GOAL
Copy every line of the entries below, requests included, starting with the line containing "Mark one point on each instance of the reclaimed" and running through the final line. Add -81 to each coordinate in the answers.

(Data listing)
■ ■ ■ ■ ■ ■ ■

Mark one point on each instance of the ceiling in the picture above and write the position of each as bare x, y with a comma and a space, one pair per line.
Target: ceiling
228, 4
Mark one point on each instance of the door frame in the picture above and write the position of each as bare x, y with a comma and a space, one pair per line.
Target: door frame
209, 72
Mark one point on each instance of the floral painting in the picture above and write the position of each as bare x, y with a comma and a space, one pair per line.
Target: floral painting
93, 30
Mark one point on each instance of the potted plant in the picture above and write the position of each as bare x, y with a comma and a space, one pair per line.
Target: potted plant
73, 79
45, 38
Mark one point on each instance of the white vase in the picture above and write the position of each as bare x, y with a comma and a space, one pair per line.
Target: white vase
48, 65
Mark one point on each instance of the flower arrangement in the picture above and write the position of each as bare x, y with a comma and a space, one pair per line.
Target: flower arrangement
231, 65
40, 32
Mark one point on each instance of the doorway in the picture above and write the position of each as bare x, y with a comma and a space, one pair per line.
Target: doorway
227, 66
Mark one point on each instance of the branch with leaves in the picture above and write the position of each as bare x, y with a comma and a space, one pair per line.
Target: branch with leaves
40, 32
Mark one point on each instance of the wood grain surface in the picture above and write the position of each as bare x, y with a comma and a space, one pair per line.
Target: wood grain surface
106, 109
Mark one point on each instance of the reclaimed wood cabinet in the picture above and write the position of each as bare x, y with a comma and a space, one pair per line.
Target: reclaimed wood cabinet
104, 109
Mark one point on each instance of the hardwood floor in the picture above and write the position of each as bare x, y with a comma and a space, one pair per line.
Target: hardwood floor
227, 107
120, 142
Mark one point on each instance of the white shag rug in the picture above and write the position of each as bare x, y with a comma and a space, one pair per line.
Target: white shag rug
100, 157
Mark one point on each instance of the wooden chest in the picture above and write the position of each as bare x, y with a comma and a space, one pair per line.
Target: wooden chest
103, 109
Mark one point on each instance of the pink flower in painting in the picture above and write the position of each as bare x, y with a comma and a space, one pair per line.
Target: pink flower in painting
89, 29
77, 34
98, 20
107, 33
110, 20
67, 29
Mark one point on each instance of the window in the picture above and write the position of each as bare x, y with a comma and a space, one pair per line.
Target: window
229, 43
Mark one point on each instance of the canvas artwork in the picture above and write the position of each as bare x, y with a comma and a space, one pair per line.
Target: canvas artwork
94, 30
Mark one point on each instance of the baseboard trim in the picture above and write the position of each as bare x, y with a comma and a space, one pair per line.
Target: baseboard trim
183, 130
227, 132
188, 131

■ ■ ■ ■ ■ ■ ■

RESPONSE
Mark one point on each instance of the reclaimed wood cabinet in the picture above and write the position of each as bare x, y with a comma and a space, one pair per line.
Target: reclaimed wood cabinet
23, 28
Mark one point on each instance of the hardwood floor in the picture above and write the position of each as bare x, y with a comma and a space, one pair per line.
Target: hardwood floor
146, 26
39, 61
Mark one point on each instance of the white shag rug in the picture above and write the position of each as bare x, y with a comma and a space, one pair per line.
Target: white shag rug
19, 76
Mark one point on each instance of the wooden chest in the picture above and write the position of each as bare x, y with a comma and a space, one pair per line.
Target: wooden chest
22, 28
Mark one point on each instance of the pink flower in painting in the picture above and write the position of each as bare x, y with a comma and a space, one pair per line.
Target: pink flower in painting
8, -52
-4, -47
17, -61
26, -48
29, -61
-14, -52
Mark one point on each instance of the window in the picture above and write the position of each as bare x, y with a comma and a space, one pair per line.
Target: window
148, -38
Mark one point on each instance of the canvas artwork in the picture above and write the position of each as bare x, y with a comma and a space, one pair per line.
Target: canvas artwork
13, -51
Mark one point on each instance of the baseboard trim in the picture above and write the position of each as bare x, y with a comma and a space, one pair per line.
Target: baseboard trim
102, 49
146, 51
107, 50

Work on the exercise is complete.